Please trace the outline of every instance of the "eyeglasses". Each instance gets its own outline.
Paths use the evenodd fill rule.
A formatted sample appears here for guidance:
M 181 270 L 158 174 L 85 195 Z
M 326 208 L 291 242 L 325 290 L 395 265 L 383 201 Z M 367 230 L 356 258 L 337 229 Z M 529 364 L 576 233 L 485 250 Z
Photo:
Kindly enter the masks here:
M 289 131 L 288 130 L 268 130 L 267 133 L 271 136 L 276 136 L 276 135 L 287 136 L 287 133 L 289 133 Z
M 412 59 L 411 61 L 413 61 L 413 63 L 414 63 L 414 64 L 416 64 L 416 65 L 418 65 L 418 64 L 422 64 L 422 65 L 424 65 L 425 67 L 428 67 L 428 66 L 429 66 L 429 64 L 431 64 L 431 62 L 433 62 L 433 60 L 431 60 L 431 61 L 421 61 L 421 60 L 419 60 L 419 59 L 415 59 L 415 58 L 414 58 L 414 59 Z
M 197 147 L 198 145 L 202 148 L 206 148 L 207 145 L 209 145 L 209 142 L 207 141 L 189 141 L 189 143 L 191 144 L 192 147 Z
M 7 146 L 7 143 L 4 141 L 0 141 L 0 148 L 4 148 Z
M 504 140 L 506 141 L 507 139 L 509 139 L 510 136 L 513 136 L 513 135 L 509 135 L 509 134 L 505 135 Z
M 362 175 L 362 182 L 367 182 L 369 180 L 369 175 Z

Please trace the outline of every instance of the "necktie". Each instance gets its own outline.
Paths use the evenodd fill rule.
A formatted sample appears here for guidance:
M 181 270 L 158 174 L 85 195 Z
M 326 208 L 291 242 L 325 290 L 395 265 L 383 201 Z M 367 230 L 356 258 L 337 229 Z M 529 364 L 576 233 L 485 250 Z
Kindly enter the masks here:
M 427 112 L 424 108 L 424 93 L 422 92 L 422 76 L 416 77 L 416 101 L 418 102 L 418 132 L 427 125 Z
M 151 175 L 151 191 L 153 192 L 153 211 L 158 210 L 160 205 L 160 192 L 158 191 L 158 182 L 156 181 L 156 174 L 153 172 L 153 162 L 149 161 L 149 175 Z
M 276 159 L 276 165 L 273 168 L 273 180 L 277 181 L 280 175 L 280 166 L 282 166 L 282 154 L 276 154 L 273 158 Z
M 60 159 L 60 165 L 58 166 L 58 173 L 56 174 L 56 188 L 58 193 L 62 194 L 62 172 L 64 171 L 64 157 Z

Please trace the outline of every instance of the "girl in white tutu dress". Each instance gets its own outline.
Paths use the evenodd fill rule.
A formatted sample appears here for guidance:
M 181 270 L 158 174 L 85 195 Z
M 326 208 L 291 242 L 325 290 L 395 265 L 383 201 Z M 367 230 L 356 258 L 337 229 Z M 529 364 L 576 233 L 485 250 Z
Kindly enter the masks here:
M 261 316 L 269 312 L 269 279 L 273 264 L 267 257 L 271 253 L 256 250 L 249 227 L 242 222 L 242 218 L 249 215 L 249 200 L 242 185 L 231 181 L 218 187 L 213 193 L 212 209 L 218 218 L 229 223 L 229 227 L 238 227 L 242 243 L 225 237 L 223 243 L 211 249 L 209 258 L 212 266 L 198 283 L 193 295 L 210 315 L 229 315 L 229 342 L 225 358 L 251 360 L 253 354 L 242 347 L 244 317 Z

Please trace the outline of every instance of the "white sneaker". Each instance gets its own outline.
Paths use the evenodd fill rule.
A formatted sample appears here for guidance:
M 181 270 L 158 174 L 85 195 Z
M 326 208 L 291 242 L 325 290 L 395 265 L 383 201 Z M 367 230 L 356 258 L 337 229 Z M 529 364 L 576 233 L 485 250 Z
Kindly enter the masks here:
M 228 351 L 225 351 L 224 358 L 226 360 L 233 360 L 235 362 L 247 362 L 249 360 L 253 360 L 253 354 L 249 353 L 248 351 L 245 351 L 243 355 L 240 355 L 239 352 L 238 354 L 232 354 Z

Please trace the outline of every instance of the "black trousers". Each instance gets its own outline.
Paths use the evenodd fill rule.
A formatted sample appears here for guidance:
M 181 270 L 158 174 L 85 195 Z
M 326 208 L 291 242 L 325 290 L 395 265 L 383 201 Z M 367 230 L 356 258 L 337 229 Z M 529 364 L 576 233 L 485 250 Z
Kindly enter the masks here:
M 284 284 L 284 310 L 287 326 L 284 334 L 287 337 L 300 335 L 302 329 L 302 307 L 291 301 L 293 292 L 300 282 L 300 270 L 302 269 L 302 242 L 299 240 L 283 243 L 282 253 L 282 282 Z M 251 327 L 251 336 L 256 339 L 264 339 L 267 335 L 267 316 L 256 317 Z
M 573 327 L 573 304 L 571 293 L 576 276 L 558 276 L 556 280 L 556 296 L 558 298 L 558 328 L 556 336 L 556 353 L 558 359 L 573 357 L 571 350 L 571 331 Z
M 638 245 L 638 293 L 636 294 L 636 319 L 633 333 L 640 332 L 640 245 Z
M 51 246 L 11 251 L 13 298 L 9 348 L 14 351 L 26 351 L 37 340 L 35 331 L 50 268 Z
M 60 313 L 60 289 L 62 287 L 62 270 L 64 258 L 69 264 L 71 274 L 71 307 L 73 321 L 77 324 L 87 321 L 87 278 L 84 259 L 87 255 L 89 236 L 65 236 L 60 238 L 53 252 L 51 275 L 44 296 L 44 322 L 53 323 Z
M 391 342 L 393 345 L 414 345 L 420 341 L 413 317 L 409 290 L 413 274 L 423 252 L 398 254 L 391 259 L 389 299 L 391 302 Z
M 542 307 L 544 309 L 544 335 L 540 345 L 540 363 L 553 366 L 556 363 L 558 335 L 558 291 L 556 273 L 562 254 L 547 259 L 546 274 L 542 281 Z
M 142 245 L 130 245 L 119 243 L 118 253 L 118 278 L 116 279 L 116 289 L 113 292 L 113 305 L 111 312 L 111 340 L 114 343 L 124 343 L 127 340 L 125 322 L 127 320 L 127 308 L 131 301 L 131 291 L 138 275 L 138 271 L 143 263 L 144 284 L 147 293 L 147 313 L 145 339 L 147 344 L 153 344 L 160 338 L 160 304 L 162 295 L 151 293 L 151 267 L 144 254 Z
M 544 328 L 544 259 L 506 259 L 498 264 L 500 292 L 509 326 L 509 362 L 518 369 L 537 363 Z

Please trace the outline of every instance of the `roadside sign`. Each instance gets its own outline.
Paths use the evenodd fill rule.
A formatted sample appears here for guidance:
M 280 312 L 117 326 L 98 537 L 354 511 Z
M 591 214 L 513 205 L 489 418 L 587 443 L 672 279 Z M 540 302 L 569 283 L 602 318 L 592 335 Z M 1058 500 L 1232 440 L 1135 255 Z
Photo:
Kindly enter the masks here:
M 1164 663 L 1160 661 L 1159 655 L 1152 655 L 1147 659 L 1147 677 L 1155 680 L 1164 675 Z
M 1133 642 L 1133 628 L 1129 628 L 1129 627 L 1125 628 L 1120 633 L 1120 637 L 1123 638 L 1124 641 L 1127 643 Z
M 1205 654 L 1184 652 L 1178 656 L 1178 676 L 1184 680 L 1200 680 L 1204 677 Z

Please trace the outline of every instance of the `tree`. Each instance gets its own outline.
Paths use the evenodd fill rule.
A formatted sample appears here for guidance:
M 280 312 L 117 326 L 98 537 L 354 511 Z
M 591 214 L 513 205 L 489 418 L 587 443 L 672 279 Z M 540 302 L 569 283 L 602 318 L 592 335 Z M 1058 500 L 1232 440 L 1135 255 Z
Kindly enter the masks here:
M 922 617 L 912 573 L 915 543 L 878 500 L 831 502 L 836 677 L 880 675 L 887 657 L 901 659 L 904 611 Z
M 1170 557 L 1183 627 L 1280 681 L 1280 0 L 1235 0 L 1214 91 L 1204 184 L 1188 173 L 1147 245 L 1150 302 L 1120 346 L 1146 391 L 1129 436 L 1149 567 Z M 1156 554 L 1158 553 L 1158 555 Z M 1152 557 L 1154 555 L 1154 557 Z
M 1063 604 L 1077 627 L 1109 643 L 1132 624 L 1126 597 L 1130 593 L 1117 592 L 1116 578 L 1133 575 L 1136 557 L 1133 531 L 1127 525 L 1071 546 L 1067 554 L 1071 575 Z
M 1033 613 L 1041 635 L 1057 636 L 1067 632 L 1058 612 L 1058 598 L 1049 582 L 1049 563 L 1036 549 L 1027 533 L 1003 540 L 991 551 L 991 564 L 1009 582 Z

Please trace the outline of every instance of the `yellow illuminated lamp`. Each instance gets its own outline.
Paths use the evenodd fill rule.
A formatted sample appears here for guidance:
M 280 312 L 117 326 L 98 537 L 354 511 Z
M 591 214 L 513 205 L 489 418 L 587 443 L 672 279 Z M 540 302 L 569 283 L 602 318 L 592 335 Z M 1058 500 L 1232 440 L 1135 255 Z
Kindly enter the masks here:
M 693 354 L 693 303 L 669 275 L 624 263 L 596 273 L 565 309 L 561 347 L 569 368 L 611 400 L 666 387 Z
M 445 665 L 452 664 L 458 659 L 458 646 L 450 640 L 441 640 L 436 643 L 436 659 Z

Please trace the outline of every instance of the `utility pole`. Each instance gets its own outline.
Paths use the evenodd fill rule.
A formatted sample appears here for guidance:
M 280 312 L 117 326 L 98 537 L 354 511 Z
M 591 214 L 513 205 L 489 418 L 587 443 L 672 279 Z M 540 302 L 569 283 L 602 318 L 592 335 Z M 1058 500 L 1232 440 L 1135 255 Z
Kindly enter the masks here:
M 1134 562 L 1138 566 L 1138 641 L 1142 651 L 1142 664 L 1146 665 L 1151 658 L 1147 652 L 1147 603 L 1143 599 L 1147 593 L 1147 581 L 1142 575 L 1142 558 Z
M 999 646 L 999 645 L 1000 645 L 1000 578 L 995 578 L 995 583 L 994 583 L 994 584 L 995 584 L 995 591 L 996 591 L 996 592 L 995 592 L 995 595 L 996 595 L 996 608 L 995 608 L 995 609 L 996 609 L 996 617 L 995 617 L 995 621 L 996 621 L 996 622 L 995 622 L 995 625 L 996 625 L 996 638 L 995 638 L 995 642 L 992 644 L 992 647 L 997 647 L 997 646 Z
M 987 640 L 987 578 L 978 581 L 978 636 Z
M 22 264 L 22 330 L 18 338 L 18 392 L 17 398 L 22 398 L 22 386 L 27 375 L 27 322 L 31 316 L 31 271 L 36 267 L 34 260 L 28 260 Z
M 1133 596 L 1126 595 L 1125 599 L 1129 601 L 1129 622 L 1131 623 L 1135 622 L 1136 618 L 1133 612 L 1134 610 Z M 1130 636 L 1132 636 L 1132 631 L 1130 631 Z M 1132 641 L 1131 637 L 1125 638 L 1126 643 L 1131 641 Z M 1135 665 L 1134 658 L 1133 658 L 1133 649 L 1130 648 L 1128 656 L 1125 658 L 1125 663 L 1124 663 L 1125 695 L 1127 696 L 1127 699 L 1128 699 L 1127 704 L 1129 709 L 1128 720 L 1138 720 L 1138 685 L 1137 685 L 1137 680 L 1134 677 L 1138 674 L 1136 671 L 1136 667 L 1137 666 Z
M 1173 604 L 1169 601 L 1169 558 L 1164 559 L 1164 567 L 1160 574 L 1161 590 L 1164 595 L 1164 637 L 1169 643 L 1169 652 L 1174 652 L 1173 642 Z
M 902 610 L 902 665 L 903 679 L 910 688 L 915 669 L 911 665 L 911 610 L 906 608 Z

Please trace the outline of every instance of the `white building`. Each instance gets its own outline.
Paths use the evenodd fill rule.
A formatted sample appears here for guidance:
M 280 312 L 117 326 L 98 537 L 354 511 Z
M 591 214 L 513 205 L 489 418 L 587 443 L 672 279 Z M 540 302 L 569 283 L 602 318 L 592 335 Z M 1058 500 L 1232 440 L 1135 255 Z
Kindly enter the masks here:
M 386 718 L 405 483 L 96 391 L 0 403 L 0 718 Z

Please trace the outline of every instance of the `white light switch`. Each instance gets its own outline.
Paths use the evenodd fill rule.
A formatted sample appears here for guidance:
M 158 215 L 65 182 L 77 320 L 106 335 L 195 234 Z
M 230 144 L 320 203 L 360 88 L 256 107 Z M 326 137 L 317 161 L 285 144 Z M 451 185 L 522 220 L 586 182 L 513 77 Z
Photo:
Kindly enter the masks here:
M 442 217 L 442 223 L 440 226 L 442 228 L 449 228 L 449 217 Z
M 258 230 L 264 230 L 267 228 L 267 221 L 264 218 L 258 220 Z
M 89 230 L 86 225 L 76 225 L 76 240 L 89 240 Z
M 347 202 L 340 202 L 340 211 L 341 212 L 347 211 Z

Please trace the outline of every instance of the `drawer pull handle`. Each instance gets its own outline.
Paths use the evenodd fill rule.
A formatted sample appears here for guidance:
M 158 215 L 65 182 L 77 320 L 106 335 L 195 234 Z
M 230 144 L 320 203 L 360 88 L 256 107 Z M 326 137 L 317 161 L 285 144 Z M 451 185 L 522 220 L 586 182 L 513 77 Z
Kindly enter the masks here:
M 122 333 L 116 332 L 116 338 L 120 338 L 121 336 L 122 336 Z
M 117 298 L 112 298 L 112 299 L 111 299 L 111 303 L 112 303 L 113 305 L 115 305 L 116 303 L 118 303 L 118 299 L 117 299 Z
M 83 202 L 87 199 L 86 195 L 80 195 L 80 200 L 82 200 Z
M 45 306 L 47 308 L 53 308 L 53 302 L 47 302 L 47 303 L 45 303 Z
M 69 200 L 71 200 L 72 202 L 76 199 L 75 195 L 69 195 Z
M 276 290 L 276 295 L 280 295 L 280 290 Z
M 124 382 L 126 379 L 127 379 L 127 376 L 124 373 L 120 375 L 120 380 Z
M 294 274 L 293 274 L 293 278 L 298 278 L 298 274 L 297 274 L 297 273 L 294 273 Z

::::::::::

TASK PROMPT →
Would you count the lines in the data that contain the word "outline" and state only the number?

EXPECTED OUTPUT →
12